» **PROBLEM REQUIREMENTS**:
Reproduce this listing in full.

» **INPUT MATERIAL**:
-=-=-=-=-
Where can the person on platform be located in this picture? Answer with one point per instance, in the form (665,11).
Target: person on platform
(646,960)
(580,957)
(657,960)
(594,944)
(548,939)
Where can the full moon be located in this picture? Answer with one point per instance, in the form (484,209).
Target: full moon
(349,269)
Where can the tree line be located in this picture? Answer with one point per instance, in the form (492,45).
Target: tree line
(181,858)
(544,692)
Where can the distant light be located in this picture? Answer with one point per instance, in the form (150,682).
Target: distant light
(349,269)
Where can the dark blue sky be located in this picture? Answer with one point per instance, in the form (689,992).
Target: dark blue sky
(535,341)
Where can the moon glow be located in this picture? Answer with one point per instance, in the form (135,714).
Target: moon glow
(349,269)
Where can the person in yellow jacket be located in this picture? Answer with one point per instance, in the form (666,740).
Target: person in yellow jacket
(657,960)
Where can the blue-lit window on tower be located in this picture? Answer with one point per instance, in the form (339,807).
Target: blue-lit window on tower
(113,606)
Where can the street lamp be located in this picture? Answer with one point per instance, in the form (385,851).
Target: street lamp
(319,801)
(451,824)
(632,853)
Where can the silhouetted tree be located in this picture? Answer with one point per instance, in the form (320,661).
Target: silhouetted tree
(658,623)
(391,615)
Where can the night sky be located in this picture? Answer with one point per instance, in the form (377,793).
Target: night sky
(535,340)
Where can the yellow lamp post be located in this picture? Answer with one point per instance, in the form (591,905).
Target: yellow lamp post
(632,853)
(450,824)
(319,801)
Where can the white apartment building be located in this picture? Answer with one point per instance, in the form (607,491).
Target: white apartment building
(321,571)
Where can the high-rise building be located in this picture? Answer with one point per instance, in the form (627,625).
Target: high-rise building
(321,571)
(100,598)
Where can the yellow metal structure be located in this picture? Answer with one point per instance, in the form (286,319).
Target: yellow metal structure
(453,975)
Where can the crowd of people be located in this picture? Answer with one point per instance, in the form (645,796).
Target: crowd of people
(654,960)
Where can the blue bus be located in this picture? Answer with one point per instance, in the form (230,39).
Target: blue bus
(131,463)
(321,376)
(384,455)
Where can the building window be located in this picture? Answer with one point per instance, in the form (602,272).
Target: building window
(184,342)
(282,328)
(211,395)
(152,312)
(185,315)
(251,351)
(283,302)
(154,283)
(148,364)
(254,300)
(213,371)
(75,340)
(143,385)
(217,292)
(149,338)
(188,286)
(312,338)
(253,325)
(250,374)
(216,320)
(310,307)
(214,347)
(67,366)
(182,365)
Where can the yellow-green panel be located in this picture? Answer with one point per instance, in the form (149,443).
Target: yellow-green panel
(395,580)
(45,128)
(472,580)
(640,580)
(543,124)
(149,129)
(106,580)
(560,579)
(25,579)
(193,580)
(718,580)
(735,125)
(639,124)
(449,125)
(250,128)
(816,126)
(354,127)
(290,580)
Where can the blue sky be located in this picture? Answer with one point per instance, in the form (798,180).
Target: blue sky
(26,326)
-=-=-=-=-
» **WORKED SOLUTION**:
Where can the person on platform be located in this picture? Answer with one point per instance, in the form (665,11).
Target: person on platform
(646,960)
(580,957)
(657,960)
(594,944)
(548,939)
Where can the full moon be located in this picture? Answer with one point per instance, in the form (484,209).
Target: full moon
(349,269)
Where can the tree line be located in this picture? Answer with one point per instance, in the form (492,45).
Target: tree line
(181,858)
(544,692)
Where can the distant light be located in this picture? Answer with one point per instance, in the form (150,682).
Target: distant light
(349,269)
Where can the dark blue sky be located in this picture? Answer with one point per instance, in the form (689,992).
Target: dark blue sky
(535,341)
Where can the moon glow be located in this picture? Answer with one point per instance, in the form (135,714).
Target: moon glow
(349,269)
Where can the person in yellow jacket be located in this picture? Answer with one point per instance, in the form (666,740).
Target: person in yellow jacket
(657,960)
Where can the blue-lit window on tower be located in this picture? Answer with one point per instance, in the form (339,807).
Target: blue-lit window on tower
(113,606)
Where can the street lamp be located in this picture? Answer with one point per instance, in the form (385,851).
Target: street lamp
(319,801)
(451,824)
(632,853)
Where can the silhouetted tree be located in this picture? Answer with one point per instance, in the form (320,661).
Target: silhouetted tree
(658,623)
(391,615)
Where can the night sky be located in this picture? Answer with one point per instance, in the form (377,793).
Target: night sky
(535,340)
Where can the yellow lamp post be located in this picture? Answer with one point per instance, in the form (591,905).
Target: yellow lamp post
(632,853)
(450,824)
(319,801)
Where can the white apartment building be located in this picture? Answer with one point per instance, in the form (607,491).
Target: white apartment building
(321,571)
Where can the high-rise building be located in this picture? Answer with one point per instance, in the form (627,625).
Target: high-rise building
(321,571)
(100,598)
Where can the yellow metal structure be located in this picture? Answer with one point per instance, in the form (286,319).
Target: yellow metal structure
(453,975)
Where can the crowd of people be located in this picture? Answer with one point per instance, in the form (645,796).
Target: crowd of people
(654,960)
Where can the blue bus be located in this picture? Answer with one point per instance, in the form (230,39).
Target: blue bus
(131,463)
(321,376)
(384,455)
Where can the building window be located in this picture? Answer with one point per instance, in the form (602,272).
Target: building window
(184,342)
(282,328)
(211,395)
(152,312)
(185,315)
(251,351)
(283,302)
(154,283)
(148,364)
(254,300)
(213,371)
(75,340)
(143,385)
(217,292)
(149,338)
(188,286)
(312,338)
(253,325)
(250,374)
(216,320)
(310,307)
(214,347)
(67,366)
(182,365)
Where can the yellow-green panel be located in this picture? Answer with one point per instance, in the form (149,443).
Target: yellow-green panel
(395,580)
(45,128)
(472,580)
(640,580)
(543,124)
(149,129)
(106,580)
(560,579)
(25,579)
(193,580)
(718,580)
(735,125)
(639,124)
(449,125)
(250,128)
(816,126)
(354,127)
(290,580)
Where can the blue sky be located in this picture? Answer with one point per instance, in the form (798,180).
Target: blue sky
(26,326)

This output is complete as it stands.